Hedef a:
Kayıtlarda "Expected: a point placed on each instance of the hillside" ifadesini içeren satırdan kayıtların sonuna kadar, iki uç da dahil, tüm satırları yeniden yaz ve bu satırlarda "stadium" adını "arena" olarak değiştir. Başka hiçbir şeye dokunma.

Sayfa alıntısı:
- - -

Av. Özen: Leyla Güven tümör ilaçlarını alamıyor!

Leyla Güven'in avukatı Şivan Cemil Özen, Güven'in beyninde tümör olduğuna dikkat çekerek, "Tümörün ilerlemesini engelleyen ilaçlarını alamıyor. Bu rahatsızlığı aktif olarak belirginleşti" uyarısında bulundu.

Rehin tutulan Demokratik Toplum Kongresi (DTK) Eş Başkanı ve Halkların Demokratik Partisi (HDP) Hakkari Milletvekili Leyla Güven'in, tecride karşı açlık grevi 35'inci gününde. Güven'in eyleminden sonra Kürdistan ve Türkiye'deki cezaevlerinde bulunan siyasi tutsaklar da 'şimdilik' süresiz-dönüşümlü açlık grevlerine başladıklarını duyurmuşlardı. Yine HDP, DBP, DTK, TJA ve Barış Anneleri İnisiyatifi de dönüşümlü açlık grevlerine devam ediyor.

- - -

Hedef b:
Leyla Güven haberine göre Güven'in tecride karşı açlık grevi kaçıncı gününde?

[Ham kayıtlar]

- - -

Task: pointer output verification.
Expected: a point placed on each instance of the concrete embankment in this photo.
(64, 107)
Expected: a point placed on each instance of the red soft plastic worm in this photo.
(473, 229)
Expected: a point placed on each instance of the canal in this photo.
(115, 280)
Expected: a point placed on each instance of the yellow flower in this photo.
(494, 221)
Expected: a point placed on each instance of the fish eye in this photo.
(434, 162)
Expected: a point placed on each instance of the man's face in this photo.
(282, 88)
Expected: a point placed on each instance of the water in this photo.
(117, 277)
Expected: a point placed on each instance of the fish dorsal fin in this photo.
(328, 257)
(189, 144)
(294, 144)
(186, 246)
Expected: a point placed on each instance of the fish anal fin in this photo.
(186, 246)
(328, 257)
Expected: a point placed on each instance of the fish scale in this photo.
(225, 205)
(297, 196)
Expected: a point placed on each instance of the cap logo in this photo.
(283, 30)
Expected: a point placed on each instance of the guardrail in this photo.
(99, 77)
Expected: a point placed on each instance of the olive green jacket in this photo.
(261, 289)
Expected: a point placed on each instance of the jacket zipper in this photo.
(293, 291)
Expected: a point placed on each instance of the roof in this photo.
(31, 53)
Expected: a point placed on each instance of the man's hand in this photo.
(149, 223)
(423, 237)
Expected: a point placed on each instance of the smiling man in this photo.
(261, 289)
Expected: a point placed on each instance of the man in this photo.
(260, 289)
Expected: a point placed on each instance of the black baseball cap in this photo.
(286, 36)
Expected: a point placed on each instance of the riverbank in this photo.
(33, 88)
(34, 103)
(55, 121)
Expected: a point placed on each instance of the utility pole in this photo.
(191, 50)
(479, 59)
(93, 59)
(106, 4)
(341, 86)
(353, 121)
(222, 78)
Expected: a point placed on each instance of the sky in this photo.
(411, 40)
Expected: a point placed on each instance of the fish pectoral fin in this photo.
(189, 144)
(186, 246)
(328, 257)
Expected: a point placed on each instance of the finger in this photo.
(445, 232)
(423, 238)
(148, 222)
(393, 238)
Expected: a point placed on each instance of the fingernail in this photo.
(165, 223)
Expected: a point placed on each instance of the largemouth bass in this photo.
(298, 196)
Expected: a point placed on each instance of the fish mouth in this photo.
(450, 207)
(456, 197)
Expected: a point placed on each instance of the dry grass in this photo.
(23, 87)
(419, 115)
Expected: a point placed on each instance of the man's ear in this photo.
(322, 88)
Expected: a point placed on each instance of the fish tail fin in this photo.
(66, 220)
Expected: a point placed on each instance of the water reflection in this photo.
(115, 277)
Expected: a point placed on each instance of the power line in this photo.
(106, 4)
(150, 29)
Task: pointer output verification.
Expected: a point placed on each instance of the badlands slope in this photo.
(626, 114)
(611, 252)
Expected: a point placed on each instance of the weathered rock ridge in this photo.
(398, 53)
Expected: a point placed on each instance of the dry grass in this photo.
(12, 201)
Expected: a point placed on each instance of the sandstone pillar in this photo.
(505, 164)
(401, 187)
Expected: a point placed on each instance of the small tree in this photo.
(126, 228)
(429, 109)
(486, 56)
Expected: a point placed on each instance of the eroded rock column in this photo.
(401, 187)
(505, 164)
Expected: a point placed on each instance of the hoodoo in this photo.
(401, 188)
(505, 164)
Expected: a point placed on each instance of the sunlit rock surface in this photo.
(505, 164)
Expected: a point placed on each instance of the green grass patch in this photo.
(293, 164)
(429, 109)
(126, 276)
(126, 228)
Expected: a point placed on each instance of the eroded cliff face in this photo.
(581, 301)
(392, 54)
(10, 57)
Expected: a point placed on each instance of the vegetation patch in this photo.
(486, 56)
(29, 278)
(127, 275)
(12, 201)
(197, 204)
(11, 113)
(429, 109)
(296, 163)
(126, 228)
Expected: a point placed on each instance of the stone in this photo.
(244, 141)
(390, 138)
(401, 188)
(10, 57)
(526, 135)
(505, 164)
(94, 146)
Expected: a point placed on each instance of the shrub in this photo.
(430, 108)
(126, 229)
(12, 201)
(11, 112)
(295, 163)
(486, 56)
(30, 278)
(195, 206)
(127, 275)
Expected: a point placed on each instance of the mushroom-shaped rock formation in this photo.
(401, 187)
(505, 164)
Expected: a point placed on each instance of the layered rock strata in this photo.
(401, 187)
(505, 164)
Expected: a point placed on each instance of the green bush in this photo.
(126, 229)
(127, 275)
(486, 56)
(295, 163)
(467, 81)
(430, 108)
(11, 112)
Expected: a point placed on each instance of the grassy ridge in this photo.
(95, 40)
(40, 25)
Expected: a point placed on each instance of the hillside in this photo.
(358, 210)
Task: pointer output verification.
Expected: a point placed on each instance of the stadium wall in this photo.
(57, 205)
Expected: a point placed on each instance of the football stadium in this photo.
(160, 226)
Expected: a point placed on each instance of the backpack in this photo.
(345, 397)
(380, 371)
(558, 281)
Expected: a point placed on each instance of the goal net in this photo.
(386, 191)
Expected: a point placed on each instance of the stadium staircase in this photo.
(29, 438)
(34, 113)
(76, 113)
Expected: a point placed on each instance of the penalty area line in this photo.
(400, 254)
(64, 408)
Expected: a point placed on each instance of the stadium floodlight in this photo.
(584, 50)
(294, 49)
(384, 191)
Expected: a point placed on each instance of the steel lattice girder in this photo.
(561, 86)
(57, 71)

- - -

Görev yanıtı a:
Expected: a point placed on each instance of the hillside in this photo.
(358, 210)
Task: pointer output verification.
Expected: a point placed on each instance of the arena wall in this photo.
(57, 205)
Expected: a point placed on each instance of the football arena in this photo.
(160, 226)
Expected: a point placed on each instance of the backpack in this photo.
(345, 397)
(380, 371)
(558, 281)
Expected: a point placed on each instance of the goal net in this photo.
(386, 191)
Expected: a point placed on each instance of the arena staircase in this photo.
(29, 438)
(34, 113)
(76, 113)
Expected: a point placed on each instance of the penalty area line in this photo.
(400, 254)
(64, 408)
Expected: a point placed on each instance of the arena floodlight in this photo.
(584, 50)
(294, 49)
(384, 191)
Expected: a point placed on each instance of the steel lattice girder in this photo.
(561, 86)
(57, 71)

Görev yanıtı b:
35'inci gününde.